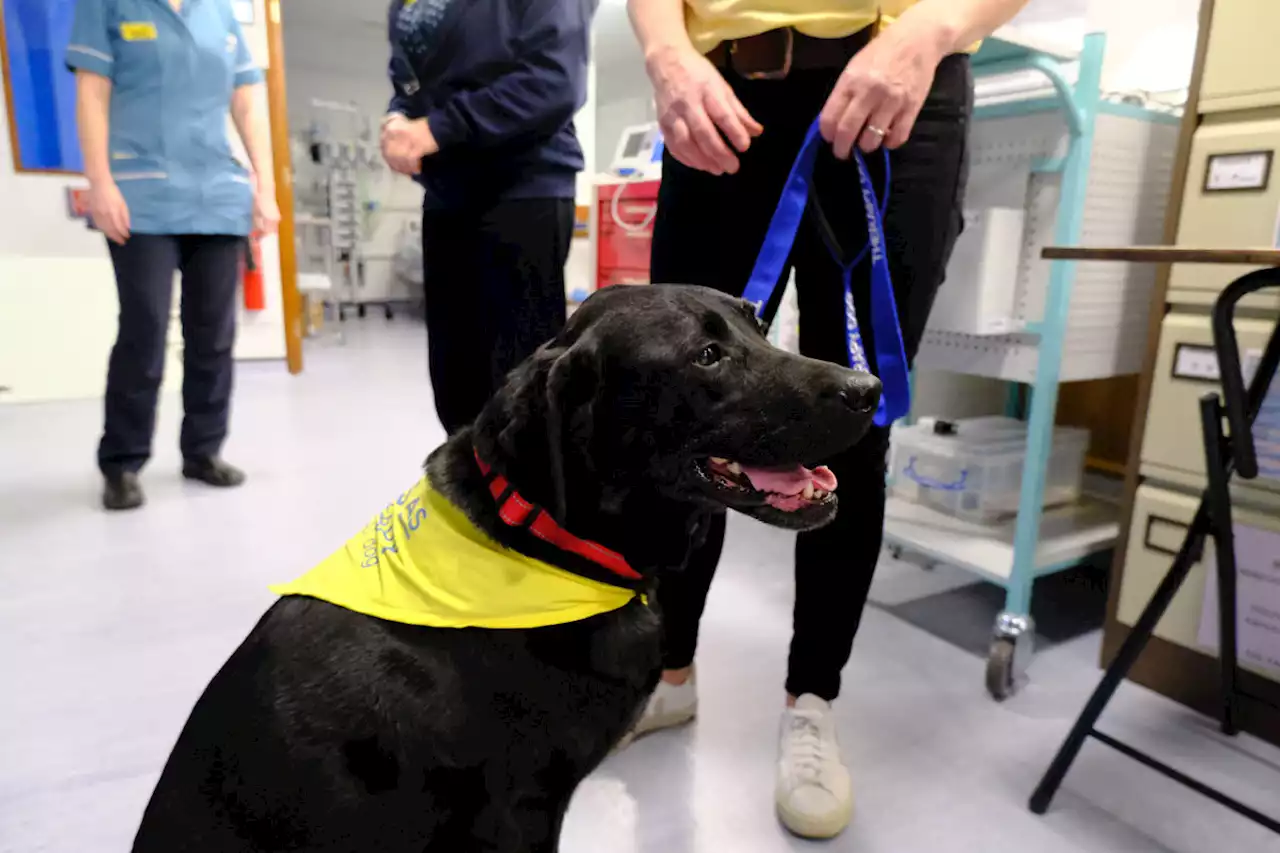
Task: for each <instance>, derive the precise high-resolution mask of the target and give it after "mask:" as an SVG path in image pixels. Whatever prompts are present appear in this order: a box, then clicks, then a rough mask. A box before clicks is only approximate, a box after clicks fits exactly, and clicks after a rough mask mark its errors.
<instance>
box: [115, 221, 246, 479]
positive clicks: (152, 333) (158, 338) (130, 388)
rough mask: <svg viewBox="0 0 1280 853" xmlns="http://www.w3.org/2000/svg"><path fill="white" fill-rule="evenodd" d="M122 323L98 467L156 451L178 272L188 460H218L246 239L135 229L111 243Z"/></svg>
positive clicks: (231, 376) (139, 465) (115, 278)
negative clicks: (163, 389) (241, 273)
mask: <svg viewBox="0 0 1280 853" xmlns="http://www.w3.org/2000/svg"><path fill="white" fill-rule="evenodd" d="M108 245H109V247H110V250H111V264H113V265H114V266H115V287H116V292H118V293H119V297H120V321H119V332H118V333H116V338H115V346H114V347H111V359H110V364H109V366H108V373H106V419H105V425H104V429H102V441H101V442H100V444H99V448H97V464H99V467H100V469H101V470H102V473H104V474H108V475H111V474H115V473H120V471H137V470H140V469H141V467H142V466H143V465H146V462H147V460H148V459H150V457H151V437H152V434H154V433H155V421H156V398H157V396H159V393H160V380H161V379H163V378H164V362H165V339H166V337H168V332H169V314H170V310H172V305H173V280H174V273H175V272H177V273H180V274H182V306H180V311H179V314H180V318H182V334H183V353H182V361H183V380H182V402H183V409H184V412H186V415H184V418H183V421H182V437H180V441H179V446H180V448H182V455H183V459H187V460H201V459H209V457H212V456H216V455H218V453H219V451H220V450H221V446H223V441H224V439H225V438H227V423H228V419H229V415H230V401H232V347H233V345H234V342H236V291H237V284H238V282H239V269H241V259H242V257H243V251H244V238H243V237H233V236H223V234H132V236H131V237H129V240H128V242H125V243H124V245H123V246H116V245H115V243H108Z"/></svg>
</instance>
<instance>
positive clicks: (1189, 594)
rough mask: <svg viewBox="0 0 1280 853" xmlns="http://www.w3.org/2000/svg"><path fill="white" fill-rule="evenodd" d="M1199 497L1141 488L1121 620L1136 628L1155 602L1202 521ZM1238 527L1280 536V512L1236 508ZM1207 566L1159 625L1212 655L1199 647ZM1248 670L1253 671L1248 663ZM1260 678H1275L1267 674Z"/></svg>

================================

• [PROBLEM] Looking only at the listing, say how many lines include "instance"; reply with the number alone.

• [OUTPUT OF THE EXERCISE] 4